■ **CONSIGNES**:
• 1. Répondez à ces questions sur le texte consacré à la liturgie catéchétique :
(a) Qui peut présider les derniers rites de funérailles chez le mort et au cimetière ?
(b) À quoi les akõ khuls allument-ils le grand bâton d'encens qu'ils reçoivent après la célébration ?
(c) De quel village sont les chrétiens qui assurent les rites de funérailles de la vieille femme du village Yah ?
• 2. Pouvez-vous poursuivre le texte sur la liturgie catéchétique chez les chrétiens jrais, en reprenant après sa dernière phrase ?
====== TEXTE ======
Une liturgie catachétique et kérygmatique
La liturgie catéchétique est
comprise ici comme l’ensemble des rites, des prières et des célébrations
chrétiennes au service de la communauté paroissiale, en vue d’approfondir
quelques enseignements de la foi chrétienne. Elle consiste à éclaircir certains
points de vue chrétiens en controverse avec les us et coutumes de la communauté
du lieu, tout en respectant les normes de l’Église. Quand la liturgie catéchétique
se concentre sur Jésus ressuscité, on a une
liturgie catéchétique et kérygmatique. Ces célébrations peuvent être
sacramentelles ou non et n’exigent pas nécessairement la présence du prêtre.
Ainsi, les akõ khuls, suivis des
chrétiens du lieu, peuvent présider
les derniers rites de funérailles chez le mort et au cimetière. C’est là la
différence entre la coutume Jrai et les habitudes des chrétiens montagnards. Ceci
montre que les chrétiens Jrais ont surpassé la peur des dieux et des âmes des défunts au cimetière. La liturgie annuelle de commémoration des défunts permet
à ces chrétiens de manifester un acte de foi permanent en la communion des âmes
des morts et en la vie éternelle. Après cette célébration liturgique, les akõ khuls reçoivent chacun un grand
bâton d’encens allumé au cierge pascal de l’autel. Tout le monde part alors
pour le cimetière de leur propre village, où l’akõ khul anime la prière pour tous les morts avec des chants et des
mélodies traditionnelles de gongs. Pour terminer ce rite de commémoration des
défunts, chacun est invité à prier individuellement devant les tombeaux tout en
mettant un bâton d’encens en vue de rester en communion avec ces âmes dans la
prière.
Cette
célébration liturgique ne peut remplacer le pơthi,
car le pơthi s’ouvre à toute la
communauté Jrai, tandis que les rites de commémoration des défunts ne restent
que dans le cercle de la communauté chrétienne. Ces nouveaux chrétiens, qui se
rassemblent autour de leur akõ khul pour
les rites de funérailles[19],
témoignent qu’à travers ces célébrations liturgiques, leur foi en Jésus
ressuscité les a aidés à surpasser leur peur traditionnelle et à créer une
identité collective à part mais en s’ouvrant à tous. De nouveaux catéchumènes
sont attirés par cette solidarisation interne[20].
Récemment, dans le village Yah, une
vieille femme catholique vient de quitter ce monde. Comme il y a seulement
quelques baptisés de ce village, et que cette femme est la seule baptisée chez
elle, les chrétiens du village Wân
assurent les rites de funérailles. Après l’enterrement, toute la famille du
fils du défunt a décidé de se convertir au christianisme.
Sans doute la
présence des chrétiens pour les cérémonies liturgiques aurait pu remplacer une
habitude païenne de ces montagnards : chercher un « mơm »[21]
au moment difficile de leur vie. Ce n’est pas une surprise dans la paroisse de
savoir qu’il existe des « catéchumènes en attente » d’être baptisés
au dernier moment. Ce sont ordinairement des vieillards, des handicapés, des
gens gravement malades qui ne peuvent pas rejoindre l’assemblée dominicale pour
plusieurs raisons. La tâche des akõ khuls
est d’améliorer cette situation.
====== RELEVÉ ======
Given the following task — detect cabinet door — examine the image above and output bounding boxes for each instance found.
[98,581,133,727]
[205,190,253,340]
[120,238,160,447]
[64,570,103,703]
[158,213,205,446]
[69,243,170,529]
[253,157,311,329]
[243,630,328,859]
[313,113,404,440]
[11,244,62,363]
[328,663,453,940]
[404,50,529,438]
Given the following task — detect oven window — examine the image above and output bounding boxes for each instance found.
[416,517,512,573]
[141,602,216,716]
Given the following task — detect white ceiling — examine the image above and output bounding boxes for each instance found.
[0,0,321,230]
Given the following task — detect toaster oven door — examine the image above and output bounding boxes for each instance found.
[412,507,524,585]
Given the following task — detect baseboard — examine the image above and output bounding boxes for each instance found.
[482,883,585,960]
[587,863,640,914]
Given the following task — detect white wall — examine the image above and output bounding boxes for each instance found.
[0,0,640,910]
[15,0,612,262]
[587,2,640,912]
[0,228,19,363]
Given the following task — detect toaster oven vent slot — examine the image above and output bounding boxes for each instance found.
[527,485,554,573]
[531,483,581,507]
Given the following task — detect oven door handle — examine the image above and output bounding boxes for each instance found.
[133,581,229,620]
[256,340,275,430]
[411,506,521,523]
======
■ **RÉPONSES FOURNIES**:
• 1.
(a) Les akõ khuls, suivis des chrétiens du lieu.
(b) Au cierge pascal de l'autel.
(c) Du village Wân.

• 2.
Les nouveaux-nés
Jrais ne sont pas encore considérés comme de « vrais hommes »
jusqu’au rite du « souffle à l’oreille[22] ».
Le rite consiste à souffler dans les deux oreilles du bébé en citant certaines
paroles magiques. Et l’enfant reçoit le bơngach
jua, « souffle de l’esprit », qui lui donne de la sagesse pour
passer à la vie d’un homme complet, c'est-à-dire avec un corps et un
esprit propres. Ce rite marque la présence réelle de l’enfant dans le village.
Si l’enfant est mort avant ce rite, on l’enterrera à minuit, sans prévenir
personne : l’enfant retournera dans son monde. Autrement, il faut avoir
des rites de funérailles comme des adultes. Sans doute les « pagano-chrétiens »
Jrais sont tellement inconsciemment influencés par ce rite qu’ils n’apportent
leur bébé à la communauté que pour demander la bénédiction du prêtre et de la
communauté.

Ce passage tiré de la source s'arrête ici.